Document extract:

Closed hearted.....................................Wholehearted
Lifeless.................................................Energized
Disconnected........................................Connected
Apathetic................................................Empathetic
Callous...................................................Compassionate
Surviving.................................................Thriving
Detached.................................................Involved
Unavailable..............................................Engaged
Selfish......................................................Selfless
Uncaring..................................................Loving
Distant.....................................................Close
Insensitive................................................Concerned
Reacting...................................................Responding
Harsh.......................................................Gentle
Cruel........................................................Kind

Given that this book is decidedly “Christian”, how would someone that is not a Christian or from a different religious background live wholeheartedly?

Prompt 1: Extract each line of the rows that contains the string "green".
Prompt 2: Write the next part of the wholehearted-living passage, beginning right after its final question.
The wholehearted-living passage and the rows were drawn from separate sources.

[Point placement records]

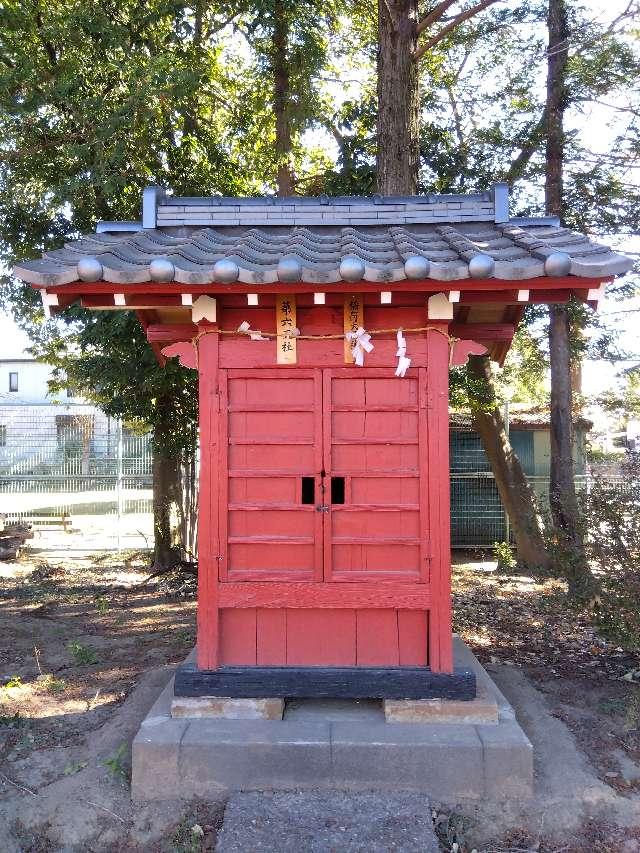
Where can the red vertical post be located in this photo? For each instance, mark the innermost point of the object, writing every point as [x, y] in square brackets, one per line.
[208, 516]
[440, 640]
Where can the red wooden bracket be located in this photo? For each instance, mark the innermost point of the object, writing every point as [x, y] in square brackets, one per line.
[186, 352]
[462, 350]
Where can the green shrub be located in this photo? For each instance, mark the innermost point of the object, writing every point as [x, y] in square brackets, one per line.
[82, 655]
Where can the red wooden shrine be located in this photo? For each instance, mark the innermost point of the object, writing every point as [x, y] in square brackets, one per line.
[324, 485]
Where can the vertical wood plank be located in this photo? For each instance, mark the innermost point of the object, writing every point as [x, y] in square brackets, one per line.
[286, 321]
[208, 519]
[377, 638]
[412, 638]
[238, 637]
[353, 317]
[440, 638]
[321, 637]
[320, 466]
[271, 637]
[222, 508]
[427, 535]
[327, 467]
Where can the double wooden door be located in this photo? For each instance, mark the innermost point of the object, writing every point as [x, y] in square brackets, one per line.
[324, 476]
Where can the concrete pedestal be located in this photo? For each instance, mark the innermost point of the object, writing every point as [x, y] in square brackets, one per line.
[340, 744]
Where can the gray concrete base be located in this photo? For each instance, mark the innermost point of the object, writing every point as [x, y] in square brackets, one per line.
[323, 744]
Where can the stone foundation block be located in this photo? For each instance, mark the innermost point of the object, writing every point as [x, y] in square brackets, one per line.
[227, 709]
[481, 710]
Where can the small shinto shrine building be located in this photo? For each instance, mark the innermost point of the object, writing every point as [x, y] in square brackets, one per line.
[323, 330]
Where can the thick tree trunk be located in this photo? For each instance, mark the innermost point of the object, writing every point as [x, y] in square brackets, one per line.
[281, 96]
[398, 151]
[515, 492]
[166, 474]
[562, 491]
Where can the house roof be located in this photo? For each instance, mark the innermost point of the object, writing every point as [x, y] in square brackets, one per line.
[324, 240]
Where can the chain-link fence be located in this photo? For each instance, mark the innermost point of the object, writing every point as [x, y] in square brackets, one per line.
[83, 471]
[79, 470]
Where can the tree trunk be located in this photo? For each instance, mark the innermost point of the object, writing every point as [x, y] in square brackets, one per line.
[562, 491]
[515, 492]
[557, 56]
[166, 473]
[281, 96]
[398, 151]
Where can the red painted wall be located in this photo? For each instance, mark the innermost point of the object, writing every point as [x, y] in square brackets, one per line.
[357, 577]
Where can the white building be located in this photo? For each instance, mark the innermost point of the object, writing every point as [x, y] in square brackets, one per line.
[38, 427]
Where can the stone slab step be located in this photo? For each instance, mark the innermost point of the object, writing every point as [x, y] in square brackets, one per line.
[327, 822]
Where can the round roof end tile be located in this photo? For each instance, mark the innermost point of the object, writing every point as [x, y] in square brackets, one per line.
[557, 264]
[161, 269]
[226, 271]
[89, 269]
[416, 267]
[351, 268]
[481, 266]
[289, 269]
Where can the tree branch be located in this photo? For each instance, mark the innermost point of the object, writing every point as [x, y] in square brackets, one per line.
[434, 15]
[459, 19]
[527, 151]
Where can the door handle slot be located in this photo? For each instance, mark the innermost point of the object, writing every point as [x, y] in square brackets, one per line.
[337, 490]
[308, 491]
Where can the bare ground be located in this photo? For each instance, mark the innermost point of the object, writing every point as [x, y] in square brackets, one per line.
[84, 652]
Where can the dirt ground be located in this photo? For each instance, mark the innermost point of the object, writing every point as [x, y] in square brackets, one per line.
[84, 651]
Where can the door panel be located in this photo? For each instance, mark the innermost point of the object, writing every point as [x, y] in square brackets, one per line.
[272, 435]
[324, 476]
[372, 426]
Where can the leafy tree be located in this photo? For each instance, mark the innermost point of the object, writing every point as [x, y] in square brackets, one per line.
[97, 100]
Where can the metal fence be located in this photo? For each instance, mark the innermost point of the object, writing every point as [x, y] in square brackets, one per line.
[58, 464]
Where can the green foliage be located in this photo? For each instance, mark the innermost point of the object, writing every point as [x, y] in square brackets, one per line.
[504, 554]
[82, 655]
[52, 684]
[611, 520]
[117, 764]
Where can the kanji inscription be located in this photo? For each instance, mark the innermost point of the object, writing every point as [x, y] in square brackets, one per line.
[353, 318]
[285, 326]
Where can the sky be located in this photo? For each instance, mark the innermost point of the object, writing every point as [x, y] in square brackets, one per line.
[624, 317]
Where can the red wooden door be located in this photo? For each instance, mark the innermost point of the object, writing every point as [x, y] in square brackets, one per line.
[273, 439]
[375, 471]
[324, 474]
[322, 478]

Task response 1:
Where can the green shrub be located in this photo? For each instance, mark the innermost point of the object, writing every point as [x, y] in square brackets, one per line.
Where can the green foliage be located in this photo? For each instance, mark the innermost point of the object, writing every point as [x, y] in square brackets, one per line.

Task response 2:
Our bias is that everyone needs to have a personal relationship with Christ. That said there is obviously evidence of many non-Christians that have a successful marriage with high levels of satisfaction. When hearts are open, love is free to flow. We believe God gave everyone a heart and the ability to open or close it, thus all of us are free to take advantage of this principle.

Wholehearted, healthy people are able to give and care for others freely. As a major distinction people with a personal relationship with God understand the opportunity to get their needs met fi rst and fore-most from Him. They are also free to receive and share His love. This combination creates the
formula for the greatest marriages.

What personal challenges and obstacles do you face in keeping your hearts open?

We would both say that in the early stages of exploring these concepts, wounds and lies from our past were our biggest obstacles. As we have found healing in these areas, they no longer have the power to close our hearts down. Like many of the people we encounter on a daily basis, our biggest obstacle to maintaining wholehearted marriages today is the hectic, busy pace of our lives. Even as we teach and write, we recognize the enemy at work to prevent us from slowing down. At warp speed, we miss out on chances to wholeheartedly engage our wives, open our hearts for intimate sharing, and have fun without interruptions. However, we are committed to simplifying our
lives so that wholehearted marriage becomes a way we live and not just a place we visit.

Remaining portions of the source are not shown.